Give back exactly the line containing "Find the man standing" and all that follow it in the data below, with the pictures left out.

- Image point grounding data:
++++++++++++++++++++
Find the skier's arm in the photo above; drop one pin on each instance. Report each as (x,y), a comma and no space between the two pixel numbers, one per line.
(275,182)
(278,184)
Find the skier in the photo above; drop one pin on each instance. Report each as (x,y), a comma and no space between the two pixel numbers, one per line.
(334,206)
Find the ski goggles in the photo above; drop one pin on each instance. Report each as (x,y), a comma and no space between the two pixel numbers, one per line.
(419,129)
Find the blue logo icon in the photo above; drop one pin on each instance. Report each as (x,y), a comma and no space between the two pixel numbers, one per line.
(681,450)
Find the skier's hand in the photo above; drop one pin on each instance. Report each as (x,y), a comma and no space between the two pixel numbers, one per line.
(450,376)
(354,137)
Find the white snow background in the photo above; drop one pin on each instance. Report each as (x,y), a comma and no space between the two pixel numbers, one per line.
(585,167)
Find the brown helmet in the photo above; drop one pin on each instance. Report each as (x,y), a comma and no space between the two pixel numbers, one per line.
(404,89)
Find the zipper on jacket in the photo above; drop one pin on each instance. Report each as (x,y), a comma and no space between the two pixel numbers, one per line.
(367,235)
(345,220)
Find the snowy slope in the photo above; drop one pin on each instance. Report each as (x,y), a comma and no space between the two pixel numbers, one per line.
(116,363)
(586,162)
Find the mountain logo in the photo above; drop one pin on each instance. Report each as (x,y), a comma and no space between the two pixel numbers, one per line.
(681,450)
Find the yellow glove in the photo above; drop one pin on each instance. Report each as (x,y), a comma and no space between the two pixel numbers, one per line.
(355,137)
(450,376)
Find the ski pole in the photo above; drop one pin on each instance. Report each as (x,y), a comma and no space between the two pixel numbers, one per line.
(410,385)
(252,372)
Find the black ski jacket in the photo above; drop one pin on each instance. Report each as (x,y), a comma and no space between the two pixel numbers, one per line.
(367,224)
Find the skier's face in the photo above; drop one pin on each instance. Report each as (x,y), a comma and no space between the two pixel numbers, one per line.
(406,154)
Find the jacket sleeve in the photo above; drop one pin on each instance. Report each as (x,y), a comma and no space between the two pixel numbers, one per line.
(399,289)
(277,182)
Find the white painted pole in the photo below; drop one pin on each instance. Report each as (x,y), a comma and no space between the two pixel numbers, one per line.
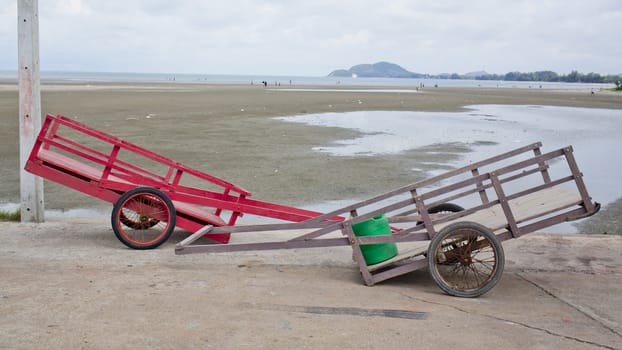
(31,187)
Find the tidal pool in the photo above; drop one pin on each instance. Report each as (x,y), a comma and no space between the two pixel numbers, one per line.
(487,130)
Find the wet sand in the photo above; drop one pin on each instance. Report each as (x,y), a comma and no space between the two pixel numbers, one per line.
(228,131)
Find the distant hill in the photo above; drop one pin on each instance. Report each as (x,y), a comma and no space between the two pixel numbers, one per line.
(475,75)
(376,70)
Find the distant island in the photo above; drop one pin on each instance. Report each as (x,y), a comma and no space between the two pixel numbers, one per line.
(392,70)
(376,70)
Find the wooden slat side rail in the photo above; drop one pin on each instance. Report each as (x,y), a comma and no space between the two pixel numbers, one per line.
(141,152)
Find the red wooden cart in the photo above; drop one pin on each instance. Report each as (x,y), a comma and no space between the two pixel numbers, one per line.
(503,197)
(151,199)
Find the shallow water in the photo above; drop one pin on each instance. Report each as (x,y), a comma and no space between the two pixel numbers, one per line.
(489,130)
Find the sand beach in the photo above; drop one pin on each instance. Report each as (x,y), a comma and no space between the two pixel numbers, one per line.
(69,283)
(230,131)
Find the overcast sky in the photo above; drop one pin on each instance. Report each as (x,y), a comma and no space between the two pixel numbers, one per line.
(312,38)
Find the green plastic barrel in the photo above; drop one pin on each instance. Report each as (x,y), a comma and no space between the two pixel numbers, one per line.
(377,226)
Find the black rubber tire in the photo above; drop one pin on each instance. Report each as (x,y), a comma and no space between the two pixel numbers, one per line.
(135,224)
(458,252)
(445,208)
(148,206)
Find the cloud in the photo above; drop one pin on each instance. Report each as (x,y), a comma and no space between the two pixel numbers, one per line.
(312,38)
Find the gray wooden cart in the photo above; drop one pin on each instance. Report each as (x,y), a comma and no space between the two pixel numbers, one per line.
(503,197)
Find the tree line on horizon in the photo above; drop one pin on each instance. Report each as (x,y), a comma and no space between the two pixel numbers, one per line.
(548,76)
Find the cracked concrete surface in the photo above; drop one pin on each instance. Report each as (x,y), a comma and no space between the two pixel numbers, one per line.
(71,284)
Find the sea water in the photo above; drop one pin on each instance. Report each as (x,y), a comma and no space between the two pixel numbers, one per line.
(487,130)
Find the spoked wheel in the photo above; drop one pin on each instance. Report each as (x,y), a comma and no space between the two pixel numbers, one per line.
(466,259)
(137,224)
(143,218)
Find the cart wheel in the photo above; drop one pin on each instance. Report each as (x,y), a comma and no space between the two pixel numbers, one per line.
(143,218)
(445,208)
(466,259)
(137,225)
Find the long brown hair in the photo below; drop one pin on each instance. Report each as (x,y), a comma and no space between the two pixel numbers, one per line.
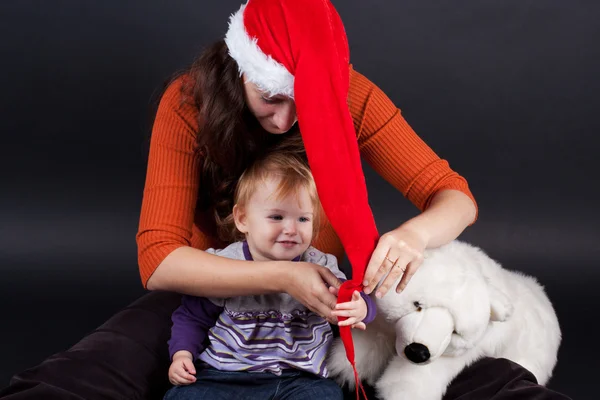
(230,137)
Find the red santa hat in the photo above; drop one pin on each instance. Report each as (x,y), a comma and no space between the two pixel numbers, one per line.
(299,48)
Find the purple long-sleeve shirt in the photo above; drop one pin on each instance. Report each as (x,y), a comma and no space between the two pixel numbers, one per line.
(256,333)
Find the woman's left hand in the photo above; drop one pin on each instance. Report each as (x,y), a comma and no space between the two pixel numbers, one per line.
(399,252)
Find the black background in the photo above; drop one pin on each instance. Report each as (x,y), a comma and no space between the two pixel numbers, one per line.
(506,90)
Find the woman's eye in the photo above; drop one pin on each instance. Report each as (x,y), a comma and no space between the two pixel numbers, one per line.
(268,100)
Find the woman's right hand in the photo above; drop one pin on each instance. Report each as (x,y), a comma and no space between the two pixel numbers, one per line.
(308,283)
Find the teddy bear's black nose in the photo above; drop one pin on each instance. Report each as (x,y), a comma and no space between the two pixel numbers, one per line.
(417,353)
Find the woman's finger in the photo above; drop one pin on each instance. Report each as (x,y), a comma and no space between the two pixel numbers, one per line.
(344,313)
(398,269)
(189,366)
(348,322)
(412,267)
(373,272)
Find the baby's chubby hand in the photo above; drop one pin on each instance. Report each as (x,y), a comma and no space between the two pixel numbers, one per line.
(354,310)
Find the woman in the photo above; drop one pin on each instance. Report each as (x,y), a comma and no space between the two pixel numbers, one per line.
(283,67)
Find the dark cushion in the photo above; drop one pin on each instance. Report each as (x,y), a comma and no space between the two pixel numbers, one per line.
(125,358)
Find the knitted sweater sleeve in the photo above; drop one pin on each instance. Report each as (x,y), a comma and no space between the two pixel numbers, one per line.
(171,187)
(393,149)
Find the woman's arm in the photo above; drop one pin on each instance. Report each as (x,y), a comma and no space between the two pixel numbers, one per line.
(401,157)
(168,241)
(447,216)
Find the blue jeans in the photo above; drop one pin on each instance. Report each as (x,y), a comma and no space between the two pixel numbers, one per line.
(213,384)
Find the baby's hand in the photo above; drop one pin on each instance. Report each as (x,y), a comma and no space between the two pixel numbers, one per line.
(182,371)
(355,310)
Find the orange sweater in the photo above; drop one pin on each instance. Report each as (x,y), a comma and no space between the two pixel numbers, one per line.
(386,142)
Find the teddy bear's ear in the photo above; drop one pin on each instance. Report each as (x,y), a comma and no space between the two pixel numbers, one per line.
(501,308)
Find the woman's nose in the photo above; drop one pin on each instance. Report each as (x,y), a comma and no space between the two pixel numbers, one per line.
(290,227)
(285,117)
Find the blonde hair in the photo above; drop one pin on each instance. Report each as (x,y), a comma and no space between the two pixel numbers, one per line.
(293,174)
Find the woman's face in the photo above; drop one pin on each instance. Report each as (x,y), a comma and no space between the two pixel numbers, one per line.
(276,114)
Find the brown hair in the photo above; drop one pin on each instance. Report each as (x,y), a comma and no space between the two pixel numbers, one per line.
(230,137)
(293,174)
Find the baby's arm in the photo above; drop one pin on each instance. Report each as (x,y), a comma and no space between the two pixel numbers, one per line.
(360,311)
(191,322)
(370,308)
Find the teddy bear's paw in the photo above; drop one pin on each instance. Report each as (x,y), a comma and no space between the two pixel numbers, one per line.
(400,392)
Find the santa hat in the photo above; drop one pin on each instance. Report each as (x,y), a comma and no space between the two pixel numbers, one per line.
(299,48)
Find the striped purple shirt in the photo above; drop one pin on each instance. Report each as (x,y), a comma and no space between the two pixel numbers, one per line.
(263,333)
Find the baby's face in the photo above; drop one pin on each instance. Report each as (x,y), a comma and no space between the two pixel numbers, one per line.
(278,229)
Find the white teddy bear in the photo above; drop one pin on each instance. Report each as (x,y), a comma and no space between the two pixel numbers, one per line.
(460,306)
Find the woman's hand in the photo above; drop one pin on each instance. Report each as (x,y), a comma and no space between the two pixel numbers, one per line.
(399,253)
(308,283)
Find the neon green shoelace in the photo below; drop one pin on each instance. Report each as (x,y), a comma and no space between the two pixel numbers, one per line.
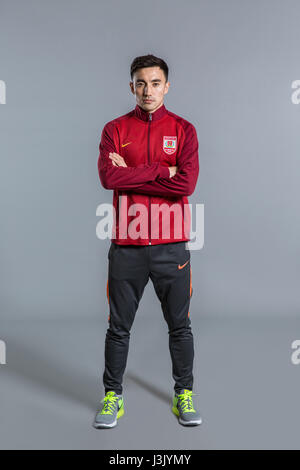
(109,404)
(186,401)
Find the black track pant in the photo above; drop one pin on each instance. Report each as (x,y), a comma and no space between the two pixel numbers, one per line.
(129,268)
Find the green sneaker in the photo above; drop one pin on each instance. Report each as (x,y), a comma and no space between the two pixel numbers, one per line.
(184,409)
(112,409)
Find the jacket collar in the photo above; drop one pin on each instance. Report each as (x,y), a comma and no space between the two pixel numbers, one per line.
(140,113)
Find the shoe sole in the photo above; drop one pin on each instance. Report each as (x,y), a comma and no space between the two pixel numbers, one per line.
(194,422)
(110,425)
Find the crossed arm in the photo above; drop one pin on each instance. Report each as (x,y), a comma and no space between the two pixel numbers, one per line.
(153,179)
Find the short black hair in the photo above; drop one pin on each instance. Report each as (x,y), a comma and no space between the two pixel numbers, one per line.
(148,60)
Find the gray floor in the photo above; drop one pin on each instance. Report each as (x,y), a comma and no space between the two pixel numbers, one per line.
(248,388)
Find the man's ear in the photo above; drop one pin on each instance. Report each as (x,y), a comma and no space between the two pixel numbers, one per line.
(131,87)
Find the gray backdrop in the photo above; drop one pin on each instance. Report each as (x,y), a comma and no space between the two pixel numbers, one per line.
(66,69)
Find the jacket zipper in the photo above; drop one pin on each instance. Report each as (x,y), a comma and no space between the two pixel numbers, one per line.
(149,197)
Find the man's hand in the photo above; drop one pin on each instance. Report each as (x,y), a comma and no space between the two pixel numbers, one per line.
(173,170)
(117,159)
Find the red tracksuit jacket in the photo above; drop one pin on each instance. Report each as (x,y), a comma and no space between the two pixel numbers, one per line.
(150,207)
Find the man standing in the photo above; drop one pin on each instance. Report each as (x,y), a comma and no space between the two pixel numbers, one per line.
(149,158)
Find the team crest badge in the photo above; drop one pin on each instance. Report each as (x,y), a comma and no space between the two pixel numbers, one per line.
(170,144)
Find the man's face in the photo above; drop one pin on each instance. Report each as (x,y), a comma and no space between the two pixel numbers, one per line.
(149,83)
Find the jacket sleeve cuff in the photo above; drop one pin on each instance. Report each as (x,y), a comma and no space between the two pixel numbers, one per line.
(164,172)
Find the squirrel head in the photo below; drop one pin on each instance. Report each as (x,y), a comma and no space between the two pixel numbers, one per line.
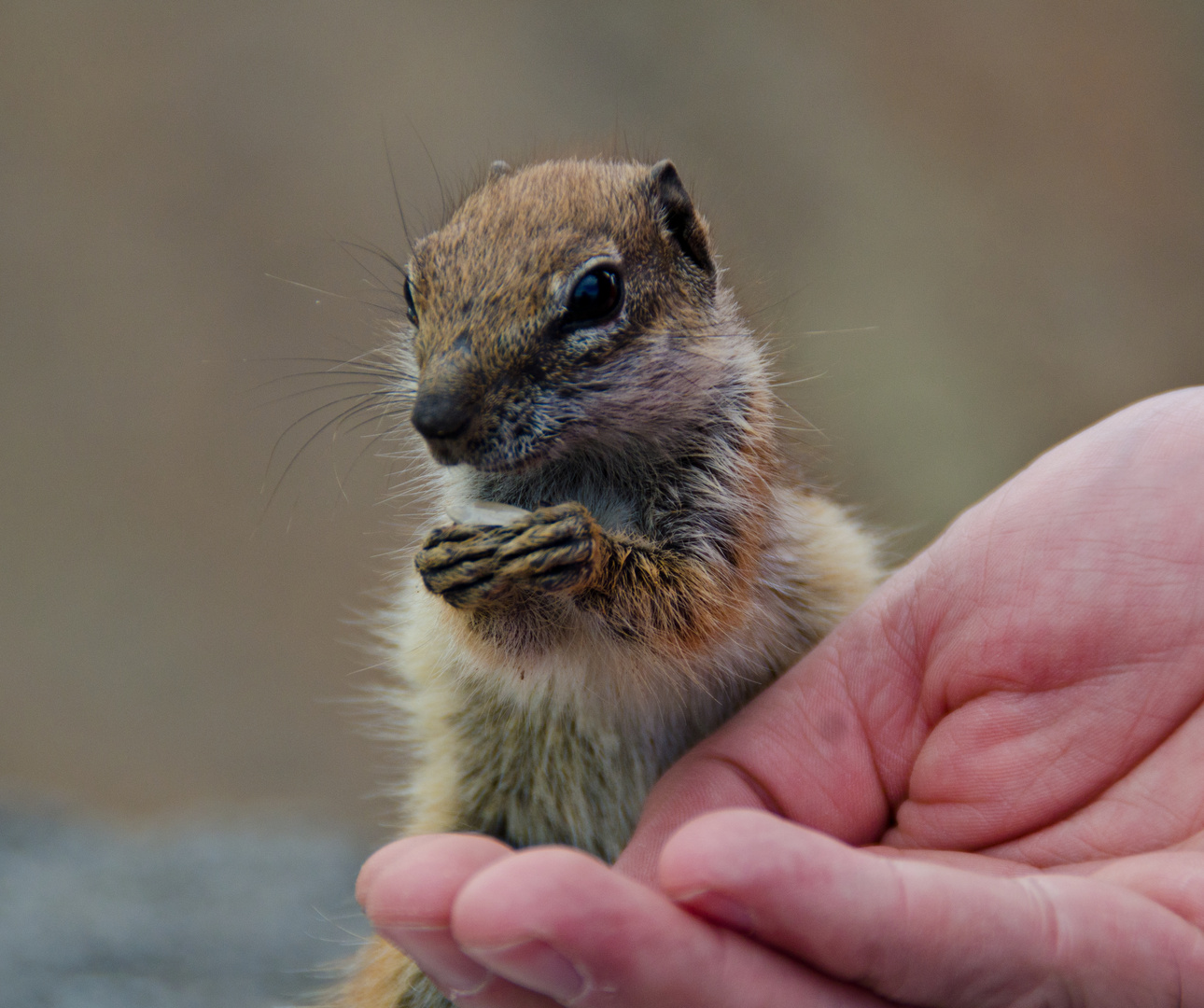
(553,308)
++++++++++++++++++++
- RESULT OF THIS TASK:
Find the man standing in the photo above; drop one pin on each instance. Report each as (x,y), a comma and no space between the two pixel numbers, one per line.
(149,158)
Find the team crest badge in the photo above; drop one pin on each instance. Report each as (x,y), a comma and no space between the two pixel numbers, one per line.
(170,144)
Find the man's face in the photo above; drop one pin on each instance. Report each as (x,y), a comma and no space between the two pixel numbers, one per line.
(149,83)
Find the jacket sleeve cuff in the photo above; drop one pin on each instance. Report each as (x,y), a comma and no space between the two pixel numbers, one per line.
(164,172)
Find the squirrel head in the photo below; drop one pin on each instance. Report each as (x,y), a comma and no space between the two pixel numbers, one per line.
(553,308)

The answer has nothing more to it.